* Begin Provided information *
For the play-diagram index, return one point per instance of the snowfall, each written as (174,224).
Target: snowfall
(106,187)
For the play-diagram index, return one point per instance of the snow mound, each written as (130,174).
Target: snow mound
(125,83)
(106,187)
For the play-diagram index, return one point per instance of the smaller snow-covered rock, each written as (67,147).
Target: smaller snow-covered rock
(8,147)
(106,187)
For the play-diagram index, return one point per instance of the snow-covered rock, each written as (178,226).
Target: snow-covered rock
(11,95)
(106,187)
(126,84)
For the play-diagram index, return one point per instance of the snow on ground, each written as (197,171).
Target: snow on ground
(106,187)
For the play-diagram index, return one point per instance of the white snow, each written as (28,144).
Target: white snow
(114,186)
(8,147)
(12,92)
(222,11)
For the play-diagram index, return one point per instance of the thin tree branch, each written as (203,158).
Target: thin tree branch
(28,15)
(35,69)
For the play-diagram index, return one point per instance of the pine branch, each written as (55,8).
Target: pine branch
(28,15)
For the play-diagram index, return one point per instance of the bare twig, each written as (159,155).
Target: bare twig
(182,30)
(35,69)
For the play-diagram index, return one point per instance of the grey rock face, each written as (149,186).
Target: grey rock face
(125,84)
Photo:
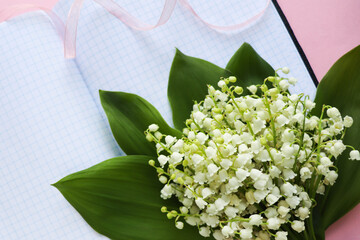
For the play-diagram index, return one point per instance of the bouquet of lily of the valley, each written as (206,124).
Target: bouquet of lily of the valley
(246,160)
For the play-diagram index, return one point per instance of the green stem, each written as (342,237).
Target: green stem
(311,228)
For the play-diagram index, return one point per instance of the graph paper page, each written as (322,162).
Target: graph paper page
(114,57)
(49,127)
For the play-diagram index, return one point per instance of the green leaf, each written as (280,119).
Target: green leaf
(129,116)
(249,68)
(340,88)
(120,198)
(188,81)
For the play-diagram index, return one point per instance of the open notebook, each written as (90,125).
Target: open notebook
(51,121)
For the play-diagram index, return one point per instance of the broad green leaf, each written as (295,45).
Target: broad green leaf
(188,81)
(129,116)
(248,67)
(120,198)
(340,88)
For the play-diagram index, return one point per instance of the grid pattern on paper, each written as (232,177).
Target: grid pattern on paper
(50,125)
(115,57)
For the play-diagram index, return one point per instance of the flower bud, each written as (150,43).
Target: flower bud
(179,225)
(239,90)
(232,79)
(163,179)
(285,70)
(180,180)
(149,137)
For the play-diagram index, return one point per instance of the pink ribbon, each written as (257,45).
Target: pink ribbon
(14,10)
(68,33)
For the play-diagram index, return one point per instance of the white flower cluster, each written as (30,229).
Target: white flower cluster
(249,166)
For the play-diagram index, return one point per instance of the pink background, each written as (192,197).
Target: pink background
(326,29)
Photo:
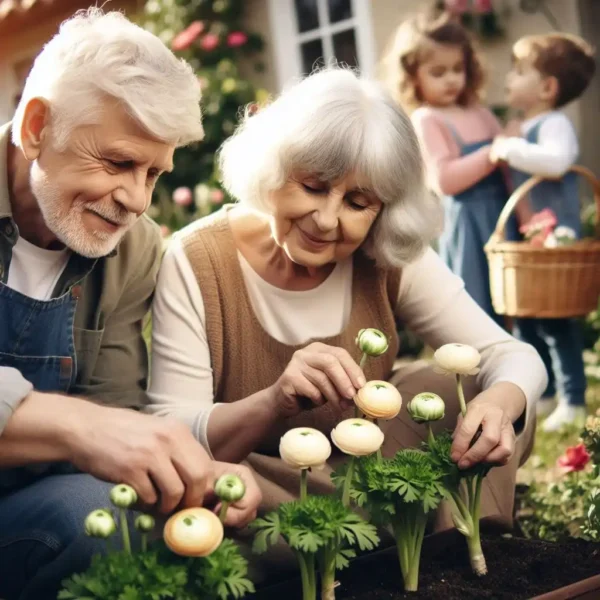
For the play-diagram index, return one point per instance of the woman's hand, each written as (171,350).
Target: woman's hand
(495,411)
(319,373)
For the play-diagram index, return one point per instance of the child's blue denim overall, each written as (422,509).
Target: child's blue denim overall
(558,341)
(469,220)
(42,510)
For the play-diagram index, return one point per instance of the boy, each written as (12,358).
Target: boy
(550,71)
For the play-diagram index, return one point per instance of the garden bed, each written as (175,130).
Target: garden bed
(520,569)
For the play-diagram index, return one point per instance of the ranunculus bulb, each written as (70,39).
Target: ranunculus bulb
(372,342)
(357,437)
(123,496)
(379,400)
(193,532)
(144,523)
(426,407)
(304,448)
(458,359)
(100,523)
(230,488)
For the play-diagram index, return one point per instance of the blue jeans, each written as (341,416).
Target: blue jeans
(559,342)
(42,538)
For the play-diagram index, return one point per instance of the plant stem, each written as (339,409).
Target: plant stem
(309,591)
(125,530)
(363,360)
(461,395)
(348,482)
(328,572)
(303,484)
(223,511)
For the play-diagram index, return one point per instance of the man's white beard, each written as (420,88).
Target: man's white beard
(67,222)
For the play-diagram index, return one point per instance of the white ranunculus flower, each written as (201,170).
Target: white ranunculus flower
(304,448)
(457,359)
(379,400)
(357,437)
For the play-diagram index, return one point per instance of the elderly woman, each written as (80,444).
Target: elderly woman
(257,307)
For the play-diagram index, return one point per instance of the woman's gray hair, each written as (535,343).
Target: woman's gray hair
(97,55)
(332,123)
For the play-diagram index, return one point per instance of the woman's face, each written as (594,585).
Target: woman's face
(318,222)
(442,78)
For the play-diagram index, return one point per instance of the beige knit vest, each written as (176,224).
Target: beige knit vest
(244,357)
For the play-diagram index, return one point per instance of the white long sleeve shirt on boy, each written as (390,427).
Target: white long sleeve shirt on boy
(556,150)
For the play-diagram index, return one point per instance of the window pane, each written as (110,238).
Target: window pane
(339,10)
(307,15)
(311,53)
(344,47)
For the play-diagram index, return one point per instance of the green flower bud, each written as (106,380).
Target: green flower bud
(230,488)
(100,523)
(123,496)
(372,342)
(144,523)
(426,407)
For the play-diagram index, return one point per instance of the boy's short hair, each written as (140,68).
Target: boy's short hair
(568,58)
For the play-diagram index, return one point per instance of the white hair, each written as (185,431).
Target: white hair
(332,123)
(97,55)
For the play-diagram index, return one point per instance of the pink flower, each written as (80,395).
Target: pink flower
(458,7)
(236,39)
(542,223)
(575,458)
(209,42)
(483,6)
(183,40)
(217,196)
(183,196)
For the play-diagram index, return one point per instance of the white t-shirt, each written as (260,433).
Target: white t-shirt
(35,271)
(432,303)
(556,149)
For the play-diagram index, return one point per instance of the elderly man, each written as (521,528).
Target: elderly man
(102,112)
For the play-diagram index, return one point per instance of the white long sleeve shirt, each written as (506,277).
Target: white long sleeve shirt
(432,302)
(556,149)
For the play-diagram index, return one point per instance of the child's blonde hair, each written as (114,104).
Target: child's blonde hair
(411,47)
(568,58)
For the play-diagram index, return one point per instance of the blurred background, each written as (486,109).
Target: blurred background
(244,50)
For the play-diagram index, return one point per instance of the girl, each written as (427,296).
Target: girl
(437,76)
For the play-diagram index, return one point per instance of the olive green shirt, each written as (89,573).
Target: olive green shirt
(114,295)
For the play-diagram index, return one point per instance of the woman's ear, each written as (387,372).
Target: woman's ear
(34,127)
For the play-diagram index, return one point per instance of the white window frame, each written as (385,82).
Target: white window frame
(287,39)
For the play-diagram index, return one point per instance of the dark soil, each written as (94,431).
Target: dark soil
(519,569)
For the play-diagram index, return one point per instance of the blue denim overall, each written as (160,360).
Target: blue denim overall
(469,220)
(558,341)
(43,507)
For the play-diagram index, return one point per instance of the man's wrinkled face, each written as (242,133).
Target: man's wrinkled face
(93,191)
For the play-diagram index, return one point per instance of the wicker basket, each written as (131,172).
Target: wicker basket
(558,282)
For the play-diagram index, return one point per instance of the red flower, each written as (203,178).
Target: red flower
(187,37)
(574,459)
(209,42)
(236,39)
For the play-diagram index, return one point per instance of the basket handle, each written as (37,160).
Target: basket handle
(527,186)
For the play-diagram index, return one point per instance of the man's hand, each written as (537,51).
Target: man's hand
(158,457)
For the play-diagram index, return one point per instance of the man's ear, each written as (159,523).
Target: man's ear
(34,128)
(550,90)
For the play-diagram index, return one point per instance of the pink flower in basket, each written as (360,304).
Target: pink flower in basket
(539,227)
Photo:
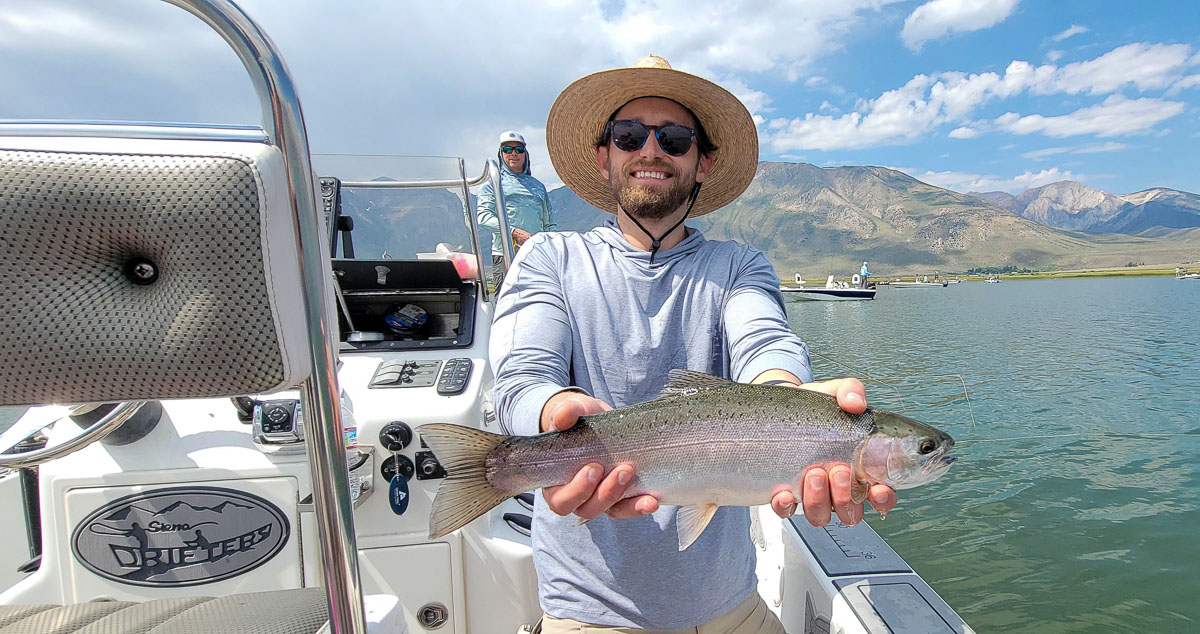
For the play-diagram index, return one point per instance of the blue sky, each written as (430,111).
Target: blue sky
(964,94)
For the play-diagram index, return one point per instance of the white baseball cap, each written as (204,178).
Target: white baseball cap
(510,136)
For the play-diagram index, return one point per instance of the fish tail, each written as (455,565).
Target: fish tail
(465,492)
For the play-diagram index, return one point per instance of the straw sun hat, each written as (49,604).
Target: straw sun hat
(580,113)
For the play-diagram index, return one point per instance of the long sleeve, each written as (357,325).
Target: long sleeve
(756,326)
(547,219)
(531,346)
(485,209)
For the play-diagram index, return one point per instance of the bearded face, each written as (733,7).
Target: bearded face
(652,190)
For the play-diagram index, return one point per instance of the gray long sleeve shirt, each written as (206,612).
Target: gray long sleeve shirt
(592,309)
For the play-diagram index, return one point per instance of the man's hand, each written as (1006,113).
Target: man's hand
(828,490)
(591,492)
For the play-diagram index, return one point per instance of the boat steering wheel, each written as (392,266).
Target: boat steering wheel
(103,426)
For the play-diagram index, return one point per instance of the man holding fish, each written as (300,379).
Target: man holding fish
(594,321)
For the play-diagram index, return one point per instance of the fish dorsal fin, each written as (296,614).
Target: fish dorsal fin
(691,521)
(689,382)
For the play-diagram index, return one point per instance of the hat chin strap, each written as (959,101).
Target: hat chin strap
(655,243)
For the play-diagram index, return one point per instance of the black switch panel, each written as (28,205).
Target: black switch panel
(454,377)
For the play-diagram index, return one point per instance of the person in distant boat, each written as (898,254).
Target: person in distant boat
(525,199)
(593,321)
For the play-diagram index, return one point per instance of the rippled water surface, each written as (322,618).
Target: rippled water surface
(1074,503)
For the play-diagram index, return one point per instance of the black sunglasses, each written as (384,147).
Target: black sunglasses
(629,136)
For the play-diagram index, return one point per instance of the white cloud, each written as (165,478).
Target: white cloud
(939,18)
(1191,81)
(897,115)
(396,77)
(1096,148)
(1075,29)
(1145,66)
(964,181)
(1115,117)
(925,102)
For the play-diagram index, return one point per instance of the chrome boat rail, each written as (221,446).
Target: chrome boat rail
(109,423)
(283,127)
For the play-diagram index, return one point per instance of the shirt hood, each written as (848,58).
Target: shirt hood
(611,234)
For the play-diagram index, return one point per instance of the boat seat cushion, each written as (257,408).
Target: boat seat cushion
(210,219)
(286,611)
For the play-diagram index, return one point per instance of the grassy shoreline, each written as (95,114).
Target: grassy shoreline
(1123,271)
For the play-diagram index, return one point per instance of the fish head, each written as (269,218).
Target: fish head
(904,453)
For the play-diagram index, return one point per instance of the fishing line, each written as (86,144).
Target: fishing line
(867,376)
(1135,435)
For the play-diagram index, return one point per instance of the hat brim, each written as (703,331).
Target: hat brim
(580,113)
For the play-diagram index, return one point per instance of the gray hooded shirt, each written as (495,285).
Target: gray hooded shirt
(592,307)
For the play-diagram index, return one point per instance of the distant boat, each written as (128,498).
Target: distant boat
(831,292)
(939,283)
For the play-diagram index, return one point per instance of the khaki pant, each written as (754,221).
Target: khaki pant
(750,617)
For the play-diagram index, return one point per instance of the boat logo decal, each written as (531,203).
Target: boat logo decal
(183,536)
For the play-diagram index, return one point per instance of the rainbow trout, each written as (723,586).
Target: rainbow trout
(705,443)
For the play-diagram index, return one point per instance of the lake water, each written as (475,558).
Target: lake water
(1074,502)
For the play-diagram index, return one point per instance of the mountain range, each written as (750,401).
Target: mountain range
(819,220)
(1073,205)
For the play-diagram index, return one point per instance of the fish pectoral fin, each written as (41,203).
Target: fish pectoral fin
(689,382)
(691,521)
(858,491)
* End Provided information *
Retype the listing from the line containing "written as (703,331)." through the end of the listing, inclusive, with no changes.

### Answer
For the play-diagram index, return one point per instance of the hat brim, each written as (703,331).
Target: hat brim
(580,113)
For the play-diagram index, return one point per instance of the gray hooded shirt, each written as (495,285).
Target: gray hooded shirt
(592,307)
For the play-diagram index, return one point per instance of the distant boat, each written as (128,498).
Target: distant boat
(831,292)
(939,283)
For the play-diagram index, return one point per instance of the khaki pant, each written as (754,221).
Target: khaki pant
(750,617)
For the play-diagram index, return one point per instance of the boat logo decal, each written as (531,203).
Target: boat logo decal
(183,536)
For the play-diagram index, return one point per instance of the rainbow trout, each written as (723,586).
Target: rainbow trout
(705,443)
For the play-diagram index, return one point per instance of the lake water, each written as (475,558).
Target: lake water
(1074,502)
For the play-diagram index, return one point per instance of the mountain range, each written as (750,401).
Target: mountain range
(819,220)
(1073,205)
For the play-diagram index, return one point per instance of the fish pectoral fin, each written as (41,203).
Target: fish pectoral fin
(689,382)
(691,521)
(858,491)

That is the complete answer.